— Exercise task —
Edit the records below by replacing "for this drill" with "for this exercise" and leaving everything else unchanged. Leave the pictures out of your answer.
══ Supplied information
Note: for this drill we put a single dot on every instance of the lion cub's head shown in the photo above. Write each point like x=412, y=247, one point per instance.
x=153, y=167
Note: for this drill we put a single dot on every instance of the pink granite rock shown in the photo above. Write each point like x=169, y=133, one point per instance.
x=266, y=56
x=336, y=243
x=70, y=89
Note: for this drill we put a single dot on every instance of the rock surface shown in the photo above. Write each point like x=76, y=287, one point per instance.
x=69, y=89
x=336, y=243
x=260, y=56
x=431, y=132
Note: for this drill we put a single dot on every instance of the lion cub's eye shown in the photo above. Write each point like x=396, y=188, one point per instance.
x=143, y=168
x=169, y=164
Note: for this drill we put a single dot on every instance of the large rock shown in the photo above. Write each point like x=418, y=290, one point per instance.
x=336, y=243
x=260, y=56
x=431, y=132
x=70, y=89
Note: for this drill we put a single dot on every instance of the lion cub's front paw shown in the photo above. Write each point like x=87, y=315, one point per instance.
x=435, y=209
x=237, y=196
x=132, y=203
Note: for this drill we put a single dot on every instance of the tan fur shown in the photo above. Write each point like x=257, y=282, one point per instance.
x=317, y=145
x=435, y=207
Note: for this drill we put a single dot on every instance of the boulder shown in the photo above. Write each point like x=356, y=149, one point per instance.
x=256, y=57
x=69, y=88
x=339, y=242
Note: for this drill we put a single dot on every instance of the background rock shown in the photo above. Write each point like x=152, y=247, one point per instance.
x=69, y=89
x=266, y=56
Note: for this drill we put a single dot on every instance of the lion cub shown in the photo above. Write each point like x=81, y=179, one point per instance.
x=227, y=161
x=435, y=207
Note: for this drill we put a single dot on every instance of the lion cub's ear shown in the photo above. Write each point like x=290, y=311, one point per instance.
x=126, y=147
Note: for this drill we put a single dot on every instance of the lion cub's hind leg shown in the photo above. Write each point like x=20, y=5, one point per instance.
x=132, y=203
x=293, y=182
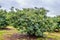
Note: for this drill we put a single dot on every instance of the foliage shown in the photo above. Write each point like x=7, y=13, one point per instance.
x=33, y=21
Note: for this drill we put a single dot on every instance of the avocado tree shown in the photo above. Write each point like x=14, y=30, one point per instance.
x=31, y=21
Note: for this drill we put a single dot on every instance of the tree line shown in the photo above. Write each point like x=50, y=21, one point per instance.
x=32, y=21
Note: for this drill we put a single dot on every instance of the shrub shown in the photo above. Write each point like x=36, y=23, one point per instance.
x=31, y=22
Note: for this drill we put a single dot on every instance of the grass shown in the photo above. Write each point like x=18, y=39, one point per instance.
════
— Answer below —
Note: for this exercise we put a single dot on every instance of the lion cub's head shown in the photo above. Write each point like x=412, y=247, one point per instance.
x=153, y=167
Note: for this exercise we put a single dot on every instance of the pink granite rock shown in the photo above. Write each point like x=169, y=133, one point per instance.
x=266, y=56
x=336, y=243
x=70, y=89
Note: for this exercise we put a single dot on every instance of the rock surface shown in the photo above. Write each point like x=76, y=287, one point per instance.
x=69, y=89
x=336, y=243
x=260, y=56
x=431, y=132
Note: for this exercise we put a single dot on every instance of the lion cub's eye shown in the photo above. Write each point like x=396, y=188, one point per instance.
x=143, y=168
x=169, y=164
Note: for this exercise we put a single dot on every instance of the large rock shown in the photo above. Write each point like x=418, y=290, one point per instance.
x=336, y=243
x=260, y=56
x=431, y=132
x=70, y=89
Note: for this exercise we put a single dot on every instance of the lion cub's front paw shown in the photo above. Write each point like x=87, y=315, one point per instance.
x=435, y=209
x=237, y=196
x=132, y=203
Note: for this exercise we put a single dot on every instance of the tan fur shown in the photo above. Write each point like x=257, y=282, one point per instance.
x=317, y=145
x=435, y=207
Note: for this exercise we put a single dot on every instance of the boulder shown in the photo above. Write each point like x=356, y=149, one point per instance.
x=256, y=57
x=69, y=88
x=339, y=242
Note: for this exercise we put a single dot on every instance of the background rock shown in the photo above. Write each point like x=152, y=247, one point per instance.
x=69, y=89
x=266, y=56
Note: for this exercise we put a single dot on every instance of the lion cub shown in the photo above. Write each point like x=81, y=179, one point per instance.
x=227, y=161
x=435, y=207
Note: for this exercise we put a single dot on every instance of the lion cub's ear shown in the photo above. Write each point like x=290, y=311, one point per instance.
x=126, y=147
Note: for this exercise we put a single dot on every instance of the lion cub's hind leg shown in the photo above. Write each point like x=20, y=5, one point per instance.
x=132, y=203
x=293, y=182
Note: for this exercise we put a single dot on every instance of the foliage shown in the photo above. Write each point like x=7, y=13, one point per instance.
x=33, y=21
Note: for this exercise we put a single dot on every instance of the avocado tree shown in the photo above. Write each point like x=14, y=30, one point per instance.
x=31, y=21
Note: for this exercise we put a single dot on every instance of the tree line shown in the photo above. Write each point like x=50, y=21, one point per instance.
x=32, y=21
Note: for this exercise we put a single dot on every instance of the shrub shown in the photo above. Write each point like x=36, y=23, one point per instance.
x=31, y=22
Note: for this exercise we put a single dot on every instance of the grass shown in the photo above. Write each point like x=18, y=39, one point per instance.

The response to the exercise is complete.